Stored data entries:
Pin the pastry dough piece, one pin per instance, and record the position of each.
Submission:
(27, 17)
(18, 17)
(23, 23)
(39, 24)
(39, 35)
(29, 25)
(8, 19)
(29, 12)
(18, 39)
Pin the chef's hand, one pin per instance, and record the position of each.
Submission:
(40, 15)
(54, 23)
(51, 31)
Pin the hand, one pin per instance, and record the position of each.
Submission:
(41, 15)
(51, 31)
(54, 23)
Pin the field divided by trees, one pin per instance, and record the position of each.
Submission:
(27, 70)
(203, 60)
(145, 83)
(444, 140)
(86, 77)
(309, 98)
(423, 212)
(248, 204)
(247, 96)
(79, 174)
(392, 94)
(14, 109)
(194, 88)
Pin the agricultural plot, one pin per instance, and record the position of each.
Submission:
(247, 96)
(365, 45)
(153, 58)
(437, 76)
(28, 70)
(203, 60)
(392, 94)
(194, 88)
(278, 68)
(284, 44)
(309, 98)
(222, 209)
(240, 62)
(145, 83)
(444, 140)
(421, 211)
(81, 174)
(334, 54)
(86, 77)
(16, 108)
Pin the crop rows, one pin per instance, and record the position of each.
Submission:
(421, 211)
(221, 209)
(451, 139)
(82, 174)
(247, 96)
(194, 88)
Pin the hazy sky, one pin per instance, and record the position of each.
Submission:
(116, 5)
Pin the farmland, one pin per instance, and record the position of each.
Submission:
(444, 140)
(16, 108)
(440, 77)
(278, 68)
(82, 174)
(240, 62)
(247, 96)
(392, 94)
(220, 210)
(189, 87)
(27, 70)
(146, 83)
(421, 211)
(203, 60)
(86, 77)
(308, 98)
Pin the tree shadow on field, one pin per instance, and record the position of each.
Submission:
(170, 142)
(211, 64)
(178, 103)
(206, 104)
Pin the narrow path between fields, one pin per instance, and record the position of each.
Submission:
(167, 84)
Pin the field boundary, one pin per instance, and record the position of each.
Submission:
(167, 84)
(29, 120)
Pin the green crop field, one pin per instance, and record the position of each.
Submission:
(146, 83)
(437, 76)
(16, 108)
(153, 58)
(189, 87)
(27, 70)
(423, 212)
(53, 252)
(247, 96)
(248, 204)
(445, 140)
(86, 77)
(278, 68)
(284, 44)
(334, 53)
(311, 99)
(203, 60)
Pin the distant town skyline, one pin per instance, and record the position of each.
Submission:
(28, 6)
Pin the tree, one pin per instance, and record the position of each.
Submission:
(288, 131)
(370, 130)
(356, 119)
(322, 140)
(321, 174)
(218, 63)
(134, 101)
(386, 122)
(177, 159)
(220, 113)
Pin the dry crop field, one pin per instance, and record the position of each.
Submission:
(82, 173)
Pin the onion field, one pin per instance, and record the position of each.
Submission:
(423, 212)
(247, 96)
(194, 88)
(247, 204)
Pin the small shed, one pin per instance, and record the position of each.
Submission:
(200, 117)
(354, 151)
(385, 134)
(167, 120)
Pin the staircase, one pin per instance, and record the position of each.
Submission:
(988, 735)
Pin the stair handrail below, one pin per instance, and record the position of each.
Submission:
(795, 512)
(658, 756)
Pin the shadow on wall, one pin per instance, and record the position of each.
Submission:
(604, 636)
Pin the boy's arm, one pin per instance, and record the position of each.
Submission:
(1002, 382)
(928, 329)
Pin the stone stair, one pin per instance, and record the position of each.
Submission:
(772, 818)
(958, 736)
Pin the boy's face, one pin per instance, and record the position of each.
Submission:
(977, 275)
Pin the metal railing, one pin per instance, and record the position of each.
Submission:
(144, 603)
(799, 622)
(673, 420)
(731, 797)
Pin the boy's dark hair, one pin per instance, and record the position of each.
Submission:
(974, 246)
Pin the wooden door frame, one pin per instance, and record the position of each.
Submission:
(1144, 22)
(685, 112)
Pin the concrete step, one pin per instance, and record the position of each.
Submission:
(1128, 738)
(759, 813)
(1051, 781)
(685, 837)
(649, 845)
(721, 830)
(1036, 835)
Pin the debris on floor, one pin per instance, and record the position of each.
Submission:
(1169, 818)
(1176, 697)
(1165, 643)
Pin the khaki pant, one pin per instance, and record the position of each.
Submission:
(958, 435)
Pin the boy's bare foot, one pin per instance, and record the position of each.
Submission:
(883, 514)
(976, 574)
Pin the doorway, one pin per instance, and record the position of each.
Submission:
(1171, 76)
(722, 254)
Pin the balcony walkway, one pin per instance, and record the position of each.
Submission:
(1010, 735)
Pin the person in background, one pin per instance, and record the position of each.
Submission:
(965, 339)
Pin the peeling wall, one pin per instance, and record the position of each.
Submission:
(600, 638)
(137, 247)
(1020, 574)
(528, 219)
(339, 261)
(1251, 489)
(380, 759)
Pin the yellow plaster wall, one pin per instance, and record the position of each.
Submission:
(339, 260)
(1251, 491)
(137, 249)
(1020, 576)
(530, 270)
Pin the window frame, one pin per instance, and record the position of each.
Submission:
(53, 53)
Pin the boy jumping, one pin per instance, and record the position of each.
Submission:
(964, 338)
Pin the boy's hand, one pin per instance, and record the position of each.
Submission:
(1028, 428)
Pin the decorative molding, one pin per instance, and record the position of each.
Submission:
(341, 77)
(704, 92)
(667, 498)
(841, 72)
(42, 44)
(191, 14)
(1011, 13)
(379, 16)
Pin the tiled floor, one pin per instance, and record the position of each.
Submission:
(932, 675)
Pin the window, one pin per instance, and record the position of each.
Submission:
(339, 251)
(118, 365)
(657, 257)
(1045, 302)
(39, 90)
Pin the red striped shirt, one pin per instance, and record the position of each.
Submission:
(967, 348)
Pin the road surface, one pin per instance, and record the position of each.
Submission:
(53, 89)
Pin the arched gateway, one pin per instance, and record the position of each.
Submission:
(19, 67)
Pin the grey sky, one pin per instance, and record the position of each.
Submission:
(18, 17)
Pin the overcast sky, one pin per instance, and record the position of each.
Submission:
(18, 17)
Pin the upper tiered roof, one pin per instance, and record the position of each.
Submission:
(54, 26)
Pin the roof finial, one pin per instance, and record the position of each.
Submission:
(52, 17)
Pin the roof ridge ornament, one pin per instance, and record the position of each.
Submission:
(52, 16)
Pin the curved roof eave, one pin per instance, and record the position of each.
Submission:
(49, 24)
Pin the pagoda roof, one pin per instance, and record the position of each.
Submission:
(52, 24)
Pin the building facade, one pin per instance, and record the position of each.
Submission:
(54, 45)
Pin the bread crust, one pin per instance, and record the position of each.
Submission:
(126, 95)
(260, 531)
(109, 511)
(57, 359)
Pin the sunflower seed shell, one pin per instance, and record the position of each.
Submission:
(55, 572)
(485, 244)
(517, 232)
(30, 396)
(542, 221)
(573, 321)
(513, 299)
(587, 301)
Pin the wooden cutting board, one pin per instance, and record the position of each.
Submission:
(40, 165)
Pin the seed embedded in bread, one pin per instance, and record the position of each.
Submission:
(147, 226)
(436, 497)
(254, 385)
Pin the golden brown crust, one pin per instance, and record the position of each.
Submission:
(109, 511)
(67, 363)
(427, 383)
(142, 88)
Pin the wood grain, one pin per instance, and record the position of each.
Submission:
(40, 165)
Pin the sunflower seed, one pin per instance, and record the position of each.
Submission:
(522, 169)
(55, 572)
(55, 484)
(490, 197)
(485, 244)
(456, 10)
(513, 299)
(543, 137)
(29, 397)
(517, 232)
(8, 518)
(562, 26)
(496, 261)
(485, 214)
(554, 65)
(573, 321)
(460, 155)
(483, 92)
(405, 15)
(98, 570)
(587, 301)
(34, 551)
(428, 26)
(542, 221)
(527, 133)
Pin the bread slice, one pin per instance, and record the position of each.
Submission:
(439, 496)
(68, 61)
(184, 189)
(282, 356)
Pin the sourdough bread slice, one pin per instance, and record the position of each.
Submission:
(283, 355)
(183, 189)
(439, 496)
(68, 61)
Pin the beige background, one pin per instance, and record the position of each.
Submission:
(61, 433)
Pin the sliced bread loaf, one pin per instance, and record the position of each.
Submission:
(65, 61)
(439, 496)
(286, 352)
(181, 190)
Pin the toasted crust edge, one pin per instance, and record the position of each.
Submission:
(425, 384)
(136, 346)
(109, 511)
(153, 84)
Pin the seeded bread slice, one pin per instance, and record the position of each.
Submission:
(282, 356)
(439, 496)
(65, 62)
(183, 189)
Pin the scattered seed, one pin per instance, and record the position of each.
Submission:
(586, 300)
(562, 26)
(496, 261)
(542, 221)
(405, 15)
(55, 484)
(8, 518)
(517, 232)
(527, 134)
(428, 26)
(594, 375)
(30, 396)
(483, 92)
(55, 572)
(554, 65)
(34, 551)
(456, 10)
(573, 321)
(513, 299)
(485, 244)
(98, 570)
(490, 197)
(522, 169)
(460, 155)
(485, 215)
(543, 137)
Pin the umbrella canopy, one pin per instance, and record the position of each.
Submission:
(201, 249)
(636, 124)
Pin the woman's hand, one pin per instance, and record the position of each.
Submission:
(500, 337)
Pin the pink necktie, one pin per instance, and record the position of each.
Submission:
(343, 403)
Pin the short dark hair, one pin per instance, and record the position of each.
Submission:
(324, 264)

What to do:
Please, from the entries above, set down exactly the lines from the one containing "Pin the wooden door" through the one containing "Pin the tiled", and only those.

Result:
Pin the wooden door frame, one pin per instance, and record the position of each.
Submission:
(1144, 22)
(685, 112)
Pin the concrete step, one pin per instance, and record the position of each.
Submission:
(1128, 738)
(759, 813)
(1051, 781)
(685, 837)
(649, 845)
(721, 830)
(1036, 835)
Pin the debris on floor, one pin per instance, and record the position of each.
Submission:
(1169, 818)
(1176, 697)
(1165, 643)
Pin the khaki pant, one pin per instance, and record the position of each.
Submission:
(958, 435)
Pin the boy's bare foot, one pin per instance, and record the position of each.
Submission:
(883, 514)
(976, 574)
Pin the doorway, one pin per instance, and record the position of each.
Submission:
(1171, 76)
(722, 254)
Pin the balcony walkway, one pin per instance, and record the position of each.
Submission:
(1010, 735)
Pin the person in background, one pin per instance, and record the position of each.
Submission:
(965, 339)
Pin the peeling wall, one pin per instance, and record the position of each.
Submission:
(600, 638)
(137, 247)
(1020, 574)
(528, 219)
(339, 261)
(1251, 489)
(380, 759)
Pin the yellow plaster wall, one pin per instance, and record the position of each.
Submission:
(339, 260)
(1251, 491)
(137, 249)
(1020, 576)
(530, 270)
Pin the window frame, one pin per instance, and record the position of each.
Submission:
(53, 53)
Pin the boy jumping, one pin per instance, and record the position of each.
Submission:
(964, 338)
Pin the boy's hand, one pin per instance, and record the position of each.
Submission:
(1028, 428)
Pin the decorative molding, one pin per instance, and record the position of each.
Submission:
(341, 77)
(704, 92)
(667, 498)
(841, 72)
(42, 44)
(191, 14)
(1011, 13)
(379, 16)
Pin the tiled floor, one pin per instance, and record the position of each.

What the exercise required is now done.